- _Extrait_:
==============================
UP’ : Y-a-t-il plus de consommation / consommateurs de Cannabis aujourd’hui qu’il y a 20 ou même 10 ans, sachant que 41 % des jeunes de 15-16 ans trouvent facile d’obtenir du cannabis (chiffres 2015) ? Si oui, Comment expliquez-vous le phénomène ? Sommes-nous passés d’une consommation de « loisir » et de « plaisir » à un nouveau type de consommation ? 
 
CC : Clairement, oui. Les consommations aujourd’hui ont changé. Il y a toujours des consommations d’alcool mais les modes de consommation sont plutôt dans la recherche pure de la défonce que le plaisir, je dirais. Peut-on dire que fumer quand on prend des substances psycho actives est un véritable loisir ? N’est-t-il pas le rôle du contexte et de son association qui en fait le but recherché ? Car consommer un joint de cannabis entre amis une fois à l’occasion n’a rien à voir avec développer une addiction et consommer tous les jours à but auto thérapeutique pour des troubles du sommeil par exemple.
 
UP’ : Le cannabis altère-t-il les capacités d’apprentissage et la motivation, quand on sait qu’à 17 ans, les jeunes ont un usage régulier de cannabis ? Si oui, à quel âge est-ce le plus dangereux ?
 
CC : Oui bien sûr ! Plus la consommation est importante, plus cela génère d’un impacte potentiellement irréversible sur le cerveau. Une consommation avant 17 ans peut être problématique notamment parce qu’elle est réalisée sur un cerveau encore immature.
==============================
- _Données extraites_:

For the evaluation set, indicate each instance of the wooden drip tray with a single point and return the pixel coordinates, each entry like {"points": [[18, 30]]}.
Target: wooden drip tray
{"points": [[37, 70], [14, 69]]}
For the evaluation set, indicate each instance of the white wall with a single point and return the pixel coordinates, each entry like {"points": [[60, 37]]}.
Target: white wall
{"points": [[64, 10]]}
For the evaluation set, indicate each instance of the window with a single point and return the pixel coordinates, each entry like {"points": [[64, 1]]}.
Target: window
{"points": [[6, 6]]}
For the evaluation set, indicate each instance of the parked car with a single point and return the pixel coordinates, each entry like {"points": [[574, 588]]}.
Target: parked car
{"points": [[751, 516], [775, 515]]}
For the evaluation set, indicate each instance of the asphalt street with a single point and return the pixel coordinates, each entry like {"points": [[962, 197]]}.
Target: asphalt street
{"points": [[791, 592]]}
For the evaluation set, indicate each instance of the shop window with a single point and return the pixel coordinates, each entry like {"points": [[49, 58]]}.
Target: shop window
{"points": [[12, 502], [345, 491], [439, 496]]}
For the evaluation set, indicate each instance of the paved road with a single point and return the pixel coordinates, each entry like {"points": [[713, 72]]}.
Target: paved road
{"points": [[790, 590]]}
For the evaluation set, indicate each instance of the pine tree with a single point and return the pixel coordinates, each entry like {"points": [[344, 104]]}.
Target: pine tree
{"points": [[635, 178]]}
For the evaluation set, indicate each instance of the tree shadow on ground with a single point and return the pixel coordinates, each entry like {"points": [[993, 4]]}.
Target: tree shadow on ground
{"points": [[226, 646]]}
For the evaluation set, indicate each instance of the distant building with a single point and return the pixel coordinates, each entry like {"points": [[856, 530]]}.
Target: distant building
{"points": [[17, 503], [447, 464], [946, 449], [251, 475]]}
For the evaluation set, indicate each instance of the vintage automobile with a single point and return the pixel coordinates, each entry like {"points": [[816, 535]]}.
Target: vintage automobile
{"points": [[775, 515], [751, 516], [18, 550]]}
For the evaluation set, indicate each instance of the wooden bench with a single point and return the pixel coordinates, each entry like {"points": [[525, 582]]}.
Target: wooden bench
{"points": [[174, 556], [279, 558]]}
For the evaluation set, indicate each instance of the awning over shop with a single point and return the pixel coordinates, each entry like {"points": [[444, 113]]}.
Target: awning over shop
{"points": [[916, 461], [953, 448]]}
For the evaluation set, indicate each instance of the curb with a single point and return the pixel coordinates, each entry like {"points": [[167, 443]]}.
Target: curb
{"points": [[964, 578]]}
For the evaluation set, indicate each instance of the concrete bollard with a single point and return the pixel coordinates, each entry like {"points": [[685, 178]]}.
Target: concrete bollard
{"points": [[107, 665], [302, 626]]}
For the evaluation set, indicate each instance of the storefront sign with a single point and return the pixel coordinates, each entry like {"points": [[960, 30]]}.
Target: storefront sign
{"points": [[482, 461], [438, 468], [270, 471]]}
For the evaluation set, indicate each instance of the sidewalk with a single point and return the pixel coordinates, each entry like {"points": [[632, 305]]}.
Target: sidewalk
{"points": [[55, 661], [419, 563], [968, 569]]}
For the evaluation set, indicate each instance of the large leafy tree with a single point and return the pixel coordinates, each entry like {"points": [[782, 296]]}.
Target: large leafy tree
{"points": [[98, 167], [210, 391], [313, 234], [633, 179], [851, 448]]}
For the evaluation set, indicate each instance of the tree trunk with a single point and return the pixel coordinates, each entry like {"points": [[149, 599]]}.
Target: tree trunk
==============================
- _Exercice_: Indiquez, d'après l'entretien sur le cannabis, quelle part des jeunes de 15-16 ans trouve facile d'en obtenir. Les enregistrements ne sont pas nécessaires ici.

- _Réponse_: 41 % d'entre eux, selon les chiffres de 2015.